文本节选:
=====
巴沙诺法师2005年7月18日星期一下午讲于法界圣城戒期中
By Ajahn Pasanno at the City of the Dharma Realm on June 18, 2005, Monday afternoon
明哲 中译 Chinese Translated by Ming Je
 
皈依佛、皈依法、皈依僧、皈依戒。我想诵一个咒,以忆念我们的皈依处,以便我们的思想能与法相应,而非用私见。
 
 
首先,我今天很高兴来参加这一种宗教寻求者的法会──尤其这是为你们这些寻求发展僧伽修行生活的尼僧而举办的。
 
在美国,总有人问我:「需要做和尚或尼僧吗?是否人人──包括在家人──都可以学戒律?」有时为了不引起对方的排斥,我就笼统的回答,是人人可学得到。
 
不过,佛鼓励出家弟子去发展做为僧尼所须具备的觉知力,这不仅由读诵经典或存正念,也不因我们已披剃搭衣,就可获得。我们有些人刚开始过出家人的生活时,会觉得有点生疏怪异;我倒是感觉它是自觉的、激励与热衷的,这整个感觉是自然而然的。开始的时候,对于如何行事和如何行事如法,我们往往会忧虑,那时它或者会是个负担。
 
我们需要忍耐力和幽默感,来适应这种训练;不要太过压抑,也不要看得太认真。我想到我的住持同伴阿玛若法师,在阿姜查的训练下,他久欲求受大戒;终于在穿上衣袍的第一天,他出外去托钵,这很有沙门的形象。但搭衣使他不自在,特别是在雨天,他的衣袍滑落时。他一会儿要放下钵去拿伞,一会儿又放下伞去提衣;等再抬头看时,所有的比丘都已走了。在乞食的第一天,他就在村子里迷了路,又不会说泰语;这时他一切的沙门希望和壮志都被打倒了!他想自己已犯了大错。现在回顾,他觉得很可笑;不过这可说明:这种沙弥、沙弥尼、比丘、比丘尼的培训,需要耐心,点点滴滴的去累积经验。
=====
待办任务:
a) 请从开示中含“在美国,总有人问我:「需要做”的那几个字开始，到“耐心,点点滴滴的去累积经验。”之后停止，将这一段原文一字不差地重抄出来。
b) 根据这篇开示，阿玛若法师在乞食的第一天遇到了什么情况？
c) 这篇关于出家修行的开示写到最后一句就停了，请接着往下续写。
后面列出的各行与这篇开示无关。

数据集所列各行
=====
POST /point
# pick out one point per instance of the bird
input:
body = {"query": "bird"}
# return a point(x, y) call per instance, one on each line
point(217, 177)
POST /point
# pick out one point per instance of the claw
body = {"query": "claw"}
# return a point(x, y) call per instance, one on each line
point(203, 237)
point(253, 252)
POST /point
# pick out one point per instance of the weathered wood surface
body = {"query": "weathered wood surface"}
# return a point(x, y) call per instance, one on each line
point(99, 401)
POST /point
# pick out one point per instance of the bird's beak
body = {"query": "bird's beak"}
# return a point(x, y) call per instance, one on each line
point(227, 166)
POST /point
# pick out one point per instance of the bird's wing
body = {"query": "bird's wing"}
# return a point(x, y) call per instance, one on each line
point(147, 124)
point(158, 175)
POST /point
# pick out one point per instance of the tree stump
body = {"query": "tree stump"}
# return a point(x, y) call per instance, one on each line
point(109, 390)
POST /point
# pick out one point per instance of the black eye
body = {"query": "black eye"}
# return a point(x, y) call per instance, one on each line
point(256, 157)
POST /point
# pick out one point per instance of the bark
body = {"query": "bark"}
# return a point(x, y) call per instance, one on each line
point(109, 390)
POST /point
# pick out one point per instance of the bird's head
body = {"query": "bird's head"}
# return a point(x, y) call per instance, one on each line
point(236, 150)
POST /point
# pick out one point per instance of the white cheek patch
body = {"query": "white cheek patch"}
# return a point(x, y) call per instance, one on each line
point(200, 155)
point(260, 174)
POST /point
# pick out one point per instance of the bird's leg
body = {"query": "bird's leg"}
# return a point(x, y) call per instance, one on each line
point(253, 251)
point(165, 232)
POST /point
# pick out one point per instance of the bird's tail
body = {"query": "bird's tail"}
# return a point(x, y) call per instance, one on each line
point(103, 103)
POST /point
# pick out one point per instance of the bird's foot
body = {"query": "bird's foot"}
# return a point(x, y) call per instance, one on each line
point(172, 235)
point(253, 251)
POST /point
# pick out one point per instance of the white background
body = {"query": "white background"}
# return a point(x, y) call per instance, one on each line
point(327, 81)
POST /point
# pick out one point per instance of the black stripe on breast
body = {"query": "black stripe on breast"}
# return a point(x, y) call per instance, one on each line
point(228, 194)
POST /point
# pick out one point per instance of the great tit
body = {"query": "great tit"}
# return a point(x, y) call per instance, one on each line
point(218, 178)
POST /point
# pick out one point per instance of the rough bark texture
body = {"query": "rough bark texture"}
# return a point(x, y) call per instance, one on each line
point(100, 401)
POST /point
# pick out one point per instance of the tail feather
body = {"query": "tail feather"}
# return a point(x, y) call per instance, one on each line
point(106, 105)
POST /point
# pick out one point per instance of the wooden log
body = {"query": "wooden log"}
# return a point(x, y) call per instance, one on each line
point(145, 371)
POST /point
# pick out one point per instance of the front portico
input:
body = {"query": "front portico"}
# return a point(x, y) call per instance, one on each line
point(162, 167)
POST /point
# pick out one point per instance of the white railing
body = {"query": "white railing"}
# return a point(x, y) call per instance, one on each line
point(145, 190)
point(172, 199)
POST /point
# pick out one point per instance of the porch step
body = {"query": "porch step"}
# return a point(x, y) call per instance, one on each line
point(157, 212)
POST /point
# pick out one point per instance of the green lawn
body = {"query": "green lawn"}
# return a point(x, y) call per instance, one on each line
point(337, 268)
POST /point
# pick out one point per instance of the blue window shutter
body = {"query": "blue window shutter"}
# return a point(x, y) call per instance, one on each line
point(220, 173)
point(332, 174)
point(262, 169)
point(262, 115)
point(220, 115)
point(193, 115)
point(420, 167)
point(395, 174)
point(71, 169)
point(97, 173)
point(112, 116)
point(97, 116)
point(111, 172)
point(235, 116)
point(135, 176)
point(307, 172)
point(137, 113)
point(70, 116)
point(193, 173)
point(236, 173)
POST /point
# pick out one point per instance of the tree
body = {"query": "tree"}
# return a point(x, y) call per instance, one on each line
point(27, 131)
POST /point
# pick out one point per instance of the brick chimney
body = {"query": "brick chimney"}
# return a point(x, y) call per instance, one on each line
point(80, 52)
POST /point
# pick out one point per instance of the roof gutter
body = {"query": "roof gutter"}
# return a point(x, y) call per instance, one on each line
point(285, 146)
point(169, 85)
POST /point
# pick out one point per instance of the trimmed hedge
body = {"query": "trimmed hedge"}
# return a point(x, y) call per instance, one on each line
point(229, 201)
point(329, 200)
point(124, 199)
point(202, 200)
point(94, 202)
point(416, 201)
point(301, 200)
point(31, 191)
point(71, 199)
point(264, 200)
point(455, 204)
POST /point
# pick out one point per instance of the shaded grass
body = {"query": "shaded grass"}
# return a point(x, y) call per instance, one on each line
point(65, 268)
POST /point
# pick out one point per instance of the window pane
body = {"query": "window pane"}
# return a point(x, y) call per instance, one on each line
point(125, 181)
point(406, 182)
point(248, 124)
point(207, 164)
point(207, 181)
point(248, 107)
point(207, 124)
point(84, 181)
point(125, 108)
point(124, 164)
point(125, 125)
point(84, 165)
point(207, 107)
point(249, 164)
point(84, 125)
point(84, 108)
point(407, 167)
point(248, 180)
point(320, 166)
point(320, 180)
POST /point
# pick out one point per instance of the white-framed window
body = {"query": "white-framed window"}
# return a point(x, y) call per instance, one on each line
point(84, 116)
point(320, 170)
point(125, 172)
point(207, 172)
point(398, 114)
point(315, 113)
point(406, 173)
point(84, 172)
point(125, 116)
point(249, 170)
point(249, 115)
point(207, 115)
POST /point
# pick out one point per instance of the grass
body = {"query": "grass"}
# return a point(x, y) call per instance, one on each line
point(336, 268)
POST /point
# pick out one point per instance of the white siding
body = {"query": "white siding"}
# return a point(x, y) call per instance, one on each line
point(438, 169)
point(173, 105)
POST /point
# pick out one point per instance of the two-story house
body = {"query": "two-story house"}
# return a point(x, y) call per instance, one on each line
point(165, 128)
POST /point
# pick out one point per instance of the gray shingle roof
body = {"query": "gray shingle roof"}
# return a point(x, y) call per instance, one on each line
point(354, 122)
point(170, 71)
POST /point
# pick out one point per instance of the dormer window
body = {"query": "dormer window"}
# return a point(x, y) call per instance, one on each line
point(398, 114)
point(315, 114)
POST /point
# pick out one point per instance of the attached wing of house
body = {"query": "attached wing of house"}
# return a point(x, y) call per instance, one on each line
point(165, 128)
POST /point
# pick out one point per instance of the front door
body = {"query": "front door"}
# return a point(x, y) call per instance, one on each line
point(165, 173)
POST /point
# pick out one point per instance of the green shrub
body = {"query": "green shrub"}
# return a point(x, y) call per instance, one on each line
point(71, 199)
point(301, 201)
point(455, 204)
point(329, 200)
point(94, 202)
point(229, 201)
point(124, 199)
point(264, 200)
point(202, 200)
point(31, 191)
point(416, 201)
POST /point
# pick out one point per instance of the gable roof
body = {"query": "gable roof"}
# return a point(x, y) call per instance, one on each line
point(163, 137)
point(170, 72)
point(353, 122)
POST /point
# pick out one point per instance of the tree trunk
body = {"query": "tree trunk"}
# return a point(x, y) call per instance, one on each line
=====
任务解答:
a)
在美国,总有人问我:「需要做和尚或尼僧吗?是否人人──包括在家人──都可以学戒律?」有时为了不引起对方的排斥,我就笼统的回答,是人人可学得到。
 
不过,佛鼓励出家弟子去发展做为僧尼所须具备的觉知力,这不仅由读诵经典或存正念,也不因我们已披剃搭衣,就可获得。我们有些人刚开始过出家人的生活时,会觉得有点生疏怪异;我倒是感觉它是自觉的、激励与热衷的,这整个感觉是自然而然的。开始的时候,对于如何行事和如何行事如法,我们往往会忧虑,那时它或者会是个负担。
 
我们需要忍耐力和幽默感,来适应这种训练;不要太过压抑,也不要看得太认真。我想到我的住持同伴阿玛若法师,在阿姜查的训练下,他久欲求受大戒;终于在穿上衣袍的第一天,他出外去托钵,这很有沙门的形象。但搭衣使他不自在,特别是在雨天,他的衣袍滑落时。他一会儿要放下钵去拿伞,一会儿又放下伞去提衣;等再抬头看时,所有的比丘都已走了。在乞食的第一天,他就在村子里迷了路,又不会说泰语;这时他一切的沙门希望和壮志都被打倒了!他想自己已犯了大错。现在回顾,他觉得很可笑;不过这可说明:这种沙弥、沙弥尼、比丘、比丘尼的培训,需要耐心,点点滴滴的去累积经验。

b) 他在村子里迷了路，又不会说泰语。

c)
 
出家和在家最大的不同,是出家人必须在所面对的境界中修行;而在家人会选择所偏好,又可以掌控的环境去做。部份──实际上是绝大部份,僧尼要做的,就是放下那种掌控。我们愿意处于自己所依存的寺院、师父或环境的锻炼境界中。再者,世界的走势是要金钱、权利、知识和影响力;我们则给自己机会,去放下得到个人权利或地位的希冀或欲望。
 
我做比丘卅多年了,有次犯了戒,阿姜查要我忏悔一段时期,它比戒律上要求的作法忏还严格得多多。我所能做的,便是投入这调炼,归顺于阿姜查。我做这作法忏两年多,虽然时间真长,我还是做了──其实是他命令我做的,我必须放弃自己的拣择。那是很苦又很挑战的一段时期,我必须戮力锻炼自己。一年后,我的心得是:我终于明白了老师的用心。
 
阿姜查和任何善知识会做的,是愿意把我们逼到极点。这是寺院锻炼的重点之一:逼我们到事情的极致。我们不是要自我吹嘘或要表现不脆弱,不过我们在捉摸探究那些极限、和我们的执取。学习不被我们的极限所困厄,这是很有趣的一种自我挑战。
 
当我觉得时间差不多时,我向阿姜查要求不用再做这个忏悔,阿姜查只是看着我,我感觉自己好像被一眼看透似的。
 
当阿玛若法师提议我们的寺院名「无畏」时,我对「无畏」这内涵很有兴趣;因为怕,我们对任何难事或放下就会退缩。在这冶炼中,我们受挑战要和畏惧共存并超越它,它不是外在的恐怖,而是一种不舒适和无依恃。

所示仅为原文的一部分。